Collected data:
=-=-=

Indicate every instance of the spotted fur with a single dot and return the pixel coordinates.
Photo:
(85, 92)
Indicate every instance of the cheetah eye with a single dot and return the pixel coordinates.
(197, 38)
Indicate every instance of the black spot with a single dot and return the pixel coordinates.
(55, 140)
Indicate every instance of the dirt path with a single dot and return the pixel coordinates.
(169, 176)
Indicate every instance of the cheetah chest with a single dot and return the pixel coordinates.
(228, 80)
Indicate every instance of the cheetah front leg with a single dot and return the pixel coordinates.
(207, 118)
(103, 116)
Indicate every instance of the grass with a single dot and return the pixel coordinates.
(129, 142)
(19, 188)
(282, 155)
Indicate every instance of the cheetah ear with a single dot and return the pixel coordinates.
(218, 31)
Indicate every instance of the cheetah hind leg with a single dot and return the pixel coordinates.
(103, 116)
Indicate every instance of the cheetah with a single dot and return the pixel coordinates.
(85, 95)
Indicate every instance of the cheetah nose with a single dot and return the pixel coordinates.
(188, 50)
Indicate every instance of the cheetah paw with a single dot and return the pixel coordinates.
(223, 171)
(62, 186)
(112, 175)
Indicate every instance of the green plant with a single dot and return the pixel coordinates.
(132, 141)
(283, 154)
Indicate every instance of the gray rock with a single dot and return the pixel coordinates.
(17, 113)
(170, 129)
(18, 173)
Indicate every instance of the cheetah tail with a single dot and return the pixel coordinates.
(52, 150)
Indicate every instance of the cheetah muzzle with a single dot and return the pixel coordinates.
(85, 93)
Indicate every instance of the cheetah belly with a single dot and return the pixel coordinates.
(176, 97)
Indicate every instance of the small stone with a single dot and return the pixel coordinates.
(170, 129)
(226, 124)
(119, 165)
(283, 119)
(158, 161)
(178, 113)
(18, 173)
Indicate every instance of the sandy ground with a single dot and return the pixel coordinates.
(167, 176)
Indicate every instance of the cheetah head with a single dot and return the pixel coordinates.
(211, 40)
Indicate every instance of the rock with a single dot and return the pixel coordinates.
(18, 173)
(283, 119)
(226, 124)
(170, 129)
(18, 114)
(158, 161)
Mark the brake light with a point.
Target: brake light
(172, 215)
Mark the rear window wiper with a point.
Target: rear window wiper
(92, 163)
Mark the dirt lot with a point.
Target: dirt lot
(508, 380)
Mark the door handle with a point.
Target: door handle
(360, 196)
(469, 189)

=-=-=

Every line holding the word "Mark" should be copied out of the records above.

Mark the brake light with a point.
Mark the rear window wiper with a point.
Mark the dirt lot with a point.
Mark the door handle with a point.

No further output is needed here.